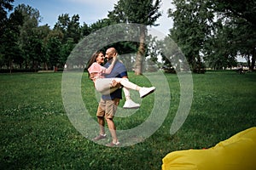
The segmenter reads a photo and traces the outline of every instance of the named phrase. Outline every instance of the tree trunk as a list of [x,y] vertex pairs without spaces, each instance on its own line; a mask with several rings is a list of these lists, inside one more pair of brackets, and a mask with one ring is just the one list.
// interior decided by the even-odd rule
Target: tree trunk
[[142,75],[143,74],[143,57],[145,55],[145,37],[146,37],[146,26],[140,26],[140,46],[136,56],[135,61],[135,75]]
[[250,71],[254,71],[255,59],[256,59],[256,49],[255,49],[255,48],[253,48],[253,56],[252,56],[252,65],[250,66]]
[[13,70],[13,60],[9,60],[9,73],[12,73]]

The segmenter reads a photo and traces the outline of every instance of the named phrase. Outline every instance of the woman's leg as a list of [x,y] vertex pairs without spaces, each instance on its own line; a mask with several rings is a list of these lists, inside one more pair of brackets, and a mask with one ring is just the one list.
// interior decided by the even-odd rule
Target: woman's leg
[[119,82],[120,84],[122,84],[125,88],[129,88],[129,89],[139,91],[141,88],[141,87],[139,87],[138,85],[130,82],[128,80],[128,78],[114,78],[114,80],[117,82]]
[[117,82],[122,84],[125,88],[128,89],[137,90],[140,94],[141,98],[144,98],[149,94],[153,93],[155,90],[154,87],[151,88],[142,88],[128,80],[128,78],[114,78]]
[[119,88],[113,88],[113,78],[99,78],[95,82],[95,88],[96,91],[102,94],[107,95],[117,90]]

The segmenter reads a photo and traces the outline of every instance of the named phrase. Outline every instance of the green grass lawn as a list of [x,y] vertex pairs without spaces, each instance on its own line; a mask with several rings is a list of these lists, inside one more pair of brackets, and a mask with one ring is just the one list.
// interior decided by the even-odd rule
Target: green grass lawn
[[[0,169],[160,169],[162,158],[171,151],[212,147],[256,126],[256,74],[208,71],[193,75],[189,115],[171,135],[179,82],[176,75],[165,76],[172,98],[160,128],[137,144],[108,148],[87,139],[69,121],[62,104],[61,73],[1,74]],[[97,99],[86,76],[84,73],[81,85],[83,100],[96,120]],[[144,76],[132,72],[129,76],[137,84],[150,85]],[[143,100],[133,95],[142,107],[131,116],[116,117],[118,129],[137,127],[150,114],[154,95]],[[117,114],[122,114],[122,109]],[[108,137],[102,144],[109,141]]]

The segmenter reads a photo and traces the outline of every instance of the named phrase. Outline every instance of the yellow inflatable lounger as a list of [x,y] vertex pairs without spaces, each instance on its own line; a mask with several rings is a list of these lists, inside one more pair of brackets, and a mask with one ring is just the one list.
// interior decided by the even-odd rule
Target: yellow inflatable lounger
[[162,170],[256,170],[256,128],[207,150],[171,152],[162,161]]

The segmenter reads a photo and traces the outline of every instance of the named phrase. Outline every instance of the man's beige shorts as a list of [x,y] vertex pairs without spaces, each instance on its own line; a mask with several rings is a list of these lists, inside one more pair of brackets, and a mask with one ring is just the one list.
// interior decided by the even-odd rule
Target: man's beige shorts
[[109,119],[113,118],[119,103],[119,99],[115,99],[113,100],[104,100],[101,99],[96,116],[105,116],[106,118],[109,118]]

━━━━━━━━━━━━━━━━━━━━━━━━━━━━━━

### 练习说明
从含有“of the man's”的那一行开始，到含有“Target: man's beige shorts”的那一行为止，把这几行格式化为 JSON 字符串列表，每行对应一个字符串，空行不计入。

### 练习输出
[
  "The segmenter reads a photo and traces the outline of every instance of the named phrase. Outline every instance of the man's beige shorts as a list of [x,y] vertex pairs without spaces, each instance on its own line; a mask with several rings is a list of these lists, inside one more pair of brackets, and a mask with one ring is just the one list.",
  "// interior decided by the even-odd rule",
  "Target: man's beige shorts"
]